----- Information given -----

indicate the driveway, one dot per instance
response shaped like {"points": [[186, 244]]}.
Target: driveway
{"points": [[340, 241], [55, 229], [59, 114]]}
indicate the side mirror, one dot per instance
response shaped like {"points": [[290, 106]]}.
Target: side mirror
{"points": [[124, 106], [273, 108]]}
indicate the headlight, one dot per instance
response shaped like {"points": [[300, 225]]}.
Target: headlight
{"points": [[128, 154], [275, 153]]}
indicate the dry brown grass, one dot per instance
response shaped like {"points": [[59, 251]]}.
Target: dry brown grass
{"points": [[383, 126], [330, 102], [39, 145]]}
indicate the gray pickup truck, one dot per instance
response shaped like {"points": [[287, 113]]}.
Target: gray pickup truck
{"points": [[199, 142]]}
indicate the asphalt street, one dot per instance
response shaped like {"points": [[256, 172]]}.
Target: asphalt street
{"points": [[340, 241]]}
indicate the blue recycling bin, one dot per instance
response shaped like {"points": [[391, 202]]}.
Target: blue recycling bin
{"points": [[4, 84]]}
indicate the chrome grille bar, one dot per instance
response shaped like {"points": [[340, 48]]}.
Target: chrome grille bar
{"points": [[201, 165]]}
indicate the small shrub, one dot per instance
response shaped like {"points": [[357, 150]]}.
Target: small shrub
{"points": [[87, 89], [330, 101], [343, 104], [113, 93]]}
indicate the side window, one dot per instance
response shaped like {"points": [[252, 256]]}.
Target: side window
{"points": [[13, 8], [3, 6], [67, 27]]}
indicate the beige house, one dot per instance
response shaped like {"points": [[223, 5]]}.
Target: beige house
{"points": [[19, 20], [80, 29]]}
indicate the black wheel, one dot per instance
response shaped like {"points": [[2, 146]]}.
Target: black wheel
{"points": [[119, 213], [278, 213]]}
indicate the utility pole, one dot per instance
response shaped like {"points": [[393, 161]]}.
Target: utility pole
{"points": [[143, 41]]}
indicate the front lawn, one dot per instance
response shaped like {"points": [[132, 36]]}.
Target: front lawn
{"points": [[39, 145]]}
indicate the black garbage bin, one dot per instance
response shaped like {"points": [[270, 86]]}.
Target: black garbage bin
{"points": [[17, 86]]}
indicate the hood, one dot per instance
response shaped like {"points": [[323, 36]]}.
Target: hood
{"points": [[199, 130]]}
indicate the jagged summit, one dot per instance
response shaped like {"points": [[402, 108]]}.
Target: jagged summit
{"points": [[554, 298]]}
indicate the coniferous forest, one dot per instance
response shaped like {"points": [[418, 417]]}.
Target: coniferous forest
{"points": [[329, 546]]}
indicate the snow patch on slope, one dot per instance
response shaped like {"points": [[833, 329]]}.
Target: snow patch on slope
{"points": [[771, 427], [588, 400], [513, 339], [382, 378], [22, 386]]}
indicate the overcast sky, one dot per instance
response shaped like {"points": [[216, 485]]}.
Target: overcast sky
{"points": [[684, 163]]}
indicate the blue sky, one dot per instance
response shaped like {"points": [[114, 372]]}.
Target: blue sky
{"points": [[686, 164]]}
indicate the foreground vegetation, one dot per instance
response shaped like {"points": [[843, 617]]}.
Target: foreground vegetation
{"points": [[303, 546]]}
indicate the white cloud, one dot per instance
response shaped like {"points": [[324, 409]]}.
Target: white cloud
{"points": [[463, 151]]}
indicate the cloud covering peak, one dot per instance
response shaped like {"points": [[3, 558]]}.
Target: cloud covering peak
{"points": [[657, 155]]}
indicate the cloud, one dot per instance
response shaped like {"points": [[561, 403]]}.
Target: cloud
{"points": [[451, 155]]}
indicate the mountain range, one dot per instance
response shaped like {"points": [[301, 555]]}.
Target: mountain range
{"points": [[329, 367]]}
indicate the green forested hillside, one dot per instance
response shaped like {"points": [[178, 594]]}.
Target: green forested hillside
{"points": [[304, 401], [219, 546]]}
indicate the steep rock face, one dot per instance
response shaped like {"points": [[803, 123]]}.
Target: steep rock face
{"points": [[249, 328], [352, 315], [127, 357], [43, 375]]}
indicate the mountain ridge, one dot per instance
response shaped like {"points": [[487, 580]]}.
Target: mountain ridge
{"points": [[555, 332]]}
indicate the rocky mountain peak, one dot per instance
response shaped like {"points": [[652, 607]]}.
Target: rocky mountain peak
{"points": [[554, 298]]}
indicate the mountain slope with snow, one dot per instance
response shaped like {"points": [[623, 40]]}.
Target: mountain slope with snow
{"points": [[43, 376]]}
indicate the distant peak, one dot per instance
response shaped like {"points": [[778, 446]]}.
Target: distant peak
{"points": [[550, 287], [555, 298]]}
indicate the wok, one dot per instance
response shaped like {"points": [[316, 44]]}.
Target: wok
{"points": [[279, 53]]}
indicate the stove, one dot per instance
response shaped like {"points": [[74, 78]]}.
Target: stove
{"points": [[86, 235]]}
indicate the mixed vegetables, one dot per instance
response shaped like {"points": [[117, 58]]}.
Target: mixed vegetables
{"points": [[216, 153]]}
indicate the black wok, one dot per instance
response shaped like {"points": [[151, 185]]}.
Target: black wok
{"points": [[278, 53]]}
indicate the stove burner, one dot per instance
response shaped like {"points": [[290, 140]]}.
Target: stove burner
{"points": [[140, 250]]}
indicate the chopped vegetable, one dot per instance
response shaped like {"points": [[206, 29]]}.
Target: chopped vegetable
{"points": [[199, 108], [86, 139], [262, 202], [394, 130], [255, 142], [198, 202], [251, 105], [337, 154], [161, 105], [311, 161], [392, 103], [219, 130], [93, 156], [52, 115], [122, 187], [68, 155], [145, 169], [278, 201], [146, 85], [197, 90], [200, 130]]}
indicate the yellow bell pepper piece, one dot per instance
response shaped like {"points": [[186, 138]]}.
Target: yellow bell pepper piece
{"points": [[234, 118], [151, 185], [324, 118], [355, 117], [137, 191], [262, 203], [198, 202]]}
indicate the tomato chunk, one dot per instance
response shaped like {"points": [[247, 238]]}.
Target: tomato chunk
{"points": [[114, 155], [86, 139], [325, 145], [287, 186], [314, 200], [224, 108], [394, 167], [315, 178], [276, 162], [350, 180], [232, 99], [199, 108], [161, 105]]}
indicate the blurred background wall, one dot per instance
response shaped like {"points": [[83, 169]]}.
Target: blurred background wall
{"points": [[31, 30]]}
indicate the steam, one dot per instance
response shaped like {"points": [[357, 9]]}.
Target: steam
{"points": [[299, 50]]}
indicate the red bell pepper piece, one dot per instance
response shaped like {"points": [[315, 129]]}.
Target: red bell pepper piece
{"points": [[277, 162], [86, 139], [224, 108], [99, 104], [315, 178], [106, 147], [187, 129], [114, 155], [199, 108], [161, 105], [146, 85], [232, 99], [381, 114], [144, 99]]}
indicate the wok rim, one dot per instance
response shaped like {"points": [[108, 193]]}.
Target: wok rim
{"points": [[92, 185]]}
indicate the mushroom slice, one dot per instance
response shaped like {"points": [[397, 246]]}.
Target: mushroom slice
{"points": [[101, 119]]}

-----

Take the records above and write each one out again exactly.

indicate the driveway, one dot per instance
response shaped like {"points": [[186, 244]]}.
Target: driveway
{"points": [[340, 241], [55, 229], [59, 114]]}
indicate the side mirror, one dot per instance
response shaped like {"points": [[290, 106]]}.
Target: side mirror
{"points": [[124, 106], [273, 108]]}
indicate the headlight, one dot per instance
response shaped like {"points": [[300, 225]]}.
Target: headlight
{"points": [[128, 154], [275, 153]]}
indicate the dry brown grass, one dot per instance
response shaped like {"points": [[59, 251]]}.
Target: dry brown grass
{"points": [[383, 126], [330, 102], [39, 145]]}
indicate the gray pickup truck, one dot per instance
response shaped like {"points": [[287, 113]]}.
Target: gray pickup truck
{"points": [[199, 142]]}
indicate the asphalt street, one dot per instance
response shaped like {"points": [[256, 172]]}.
Target: asphalt street
{"points": [[340, 241]]}
indicate the blue recycling bin, one dot per instance
response shaped like {"points": [[391, 202]]}.
Target: blue recycling bin
{"points": [[4, 84]]}
indicate the chrome grille bar, one dot per instance
response shaped like {"points": [[340, 48]]}.
Target: chrome grille bar
{"points": [[201, 165]]}
indicate the small shrub, one dot per instance
response shaped like {"points": [[357, 150]]}.
Target: small shrub
{"points": [[87, 89], [330, 101], [343, 104], [113, 93]]}
indicate the side window, one dot per instance
response shaped like {"points": [[252, 256]]}.
Target: side window
{"points": [[13, 8], [3, 6], [67, 27]]}
indicate the beige house, one dot per instance
response shaped like {"points": [[223, 5]]}.
Target: beige house
{"points": [[19, 20], [80, 29]]}
indicate the black wheel, one dot per instance
response shaped like {"points": [[2, 146]]}.
Target: black wheel
{"points": [[119, 213], [278, 213]]}
indicate the utility pole, one dot per instance
response shaped like {"points": [[393, 161]]}.
Target: utility pole
{"points": [[143, 41]]}
indicate the front lawn, one dot per instance
response shaped like {"points": [[132, 36]]}.
Target: front lawn
{"points": [[39, 145]]}
indicate the black garbage bin, one dot per instance
response shaped like {"points": [[270, 86]]}.
Target: black garbage bin
{"points": [[17, 86]]}
indicate the hood, one dot per instance
response shaped like {"points": [[323, 36]]}.
Target: hood
{"points": [[199, 130]]}
indicate the jagged summit, one dot per instance
response shaped like {"points": [[402, 108]]}.
Target: jagged summit
{"points": [[554, 298]]}
indicate the coniferous forest, one dot per instance
response shaped like {"points": [[418, 417]]}.
Target: coniferous forest
{"points": [[329, 546]]}
indicate the snow patch on slope, one dot per instance
response shaped like {"points": [[833, 329]]}.
Target: snow patch on slope
{"points": [[771, 427], [588, 400], [513, 339], [382, 378], [22, 386]]}
indicate the overcast sky, one dot per instance
response shaped like {"points": [[216, 485]]}.
Target: overcast sky
{"points": [[684, 163]]}
indicate the blue sky, one dot per instance
response shaped like {"points": [[114, 372]]}.
Target: blue sky
{"points": [[686, 164]]}
indicate the foreground vegetation, one dot per instance
response shaped like {"points": [[843, 617]]}.
Target: foreground vegetation
{"points": [[303, 546]]}
indicate the white cloud, one dot per instance
response shaped like {"points": [[324, 409]]}.
Target: white cloud
{"points": [[463, 151]]}
indicate the cloud covering peak, one dot per instance
response shaped like {"points": [[3, 558]]}.
Target: cloud covering peak
{"points": [[657, 155]]}
indicate the cloud, one dot per instance
response shaped like {"points": [[561, 403]]}.
Target: cloud
{"points": [[451, 155]]}
indicate the mountain range, one dot per instance
response shaped like {"points": [[301, 555]]}.
Target: mountain range
{"points": [[329, 367]]}
indicate the green forested hillside, one dot per instance
response shaped like {"points": [[178, 594]]}.
Target: green forested hillside
{"points": [[304, 401], [219, 546]]}
indicate the steep rock face, one dot per instance
response shaped like {"points": [[803, 123]]}.
Target: steep rock face
{"points": [[249, 328], [352, 315], [127, 357], [43, 375]]}
indicate the mountain ridge, one dot per instance
response shaped like {"points": [[487, 580]]}.
Target: mountain ridge
{"points": [[555, 332]]}
indicate the rocky mountain peak, one dot per instance
response shaped like {"points": [[652, 607]]}.
Target: rocky mountain peak
{"points": [[554, 298]]}
indicate the mountain slope with snow, one dot per instance
response shaped like {"points": [[623, 40]]}.
Target: mountain slope with snow
{"points": [[43, 376]]}
indicate the distant peak, one dot per instance
response shaped like {"points": [[778, 446]]}.
Target: distant peak
{"points": [[550, 287], [555, 298]]}
indicate the wok, one dot per instance
response shaped like {"points": [[316, 44]]}.
Target: wok
{"points": [[279, 53]]}
indicate the stove, one dot per instance
response shaped like {"points": [[74, 78]]}.
Target: stove
{"points": [[86, 235]]}
indicate the mixed vegetables, one dot per instance
response shaped like {"points": [[117, 58]]}.
Target: mixed vegetables
{"points": [[216, 153]]}
indicate the black wok, one dot per instance
response shaped like {"points": [[151, 185]]}.
Target: black wok
{"points": [[278, 53]]}
indicate the stove burner, one dot per instance
response shaped like {"points": [[290, 140]]}.
Target: stove burner
{"points": [[140, 250]]}
indicate the chopped vegetable, one dot per instance
response shaped like {"points": [[206, 29]]}.
Target: chopped vegetable
{"points": [[199, 108], [86, 139], [262, 202], [394, 130], [255, 142], [198, 202], [251, 105], [337, 154], [161, 105], [311, 161], [392, 103], [219, 130], [93, 156], [52, 115], [122, 187], [68, 155], [145, 169], [278, 201], [146, 85], [197, 90], [200, 130]]}
indicate the yellow bell pepper piece, one dot per instance
response shaped like {"points": [[186, 138]]}.
Target: yellow bell pepper piece
{"points": [[234, 118], [151, 185], [324, 118], [355, 117], [137, 191], [262, 203], [198, 202]]}
indicate the tomato chunk, one dot per instance
response shaped like {"points": [[247, 238]]}.
Target: tomato chunk
{"points": [[114, 155], [86, 139], [325, 145], [287, 186], [314, 200], [224, 108], [394, 167], [315, 178], [276, 162], [350, 180], [232, 99], [199, 108], [161, 105]]}
indicate the blurred background wall, one dot per instance
response shaped like {"points": [[83, 169]]}.
Target: blurred background wall
{"points": [[31, 30]]}
indicate the steam, one dot per instance
response shaped like {"points": [[357, 9]]}.
Target: steam
{"points": [[299, 50]]}
indicate the red bell pepper piece, one dot per instance
response shaped like {"points": [[315, 129]]}.
Target: red bell pepper piece
{"points": [[277, 162], [86, 139], [224, 108], [99, 104], [315, 178], [106, 147], [187, 129], [114, 155], [199, 108], [161, 105], [146, 85], [232, 99], [381, 114], [144, 99]]}
indicate the wok rim, one dot per instance
response shaped like {"points": [[108, 193]]}.
Target: wok rim
{"points": [[92, 185]]}
indicate the mushroom slice, one dot per instance
response shaped like {"points": [[397, 246]]}.
Target: mushroom slice
{"points": [[101, 119]]}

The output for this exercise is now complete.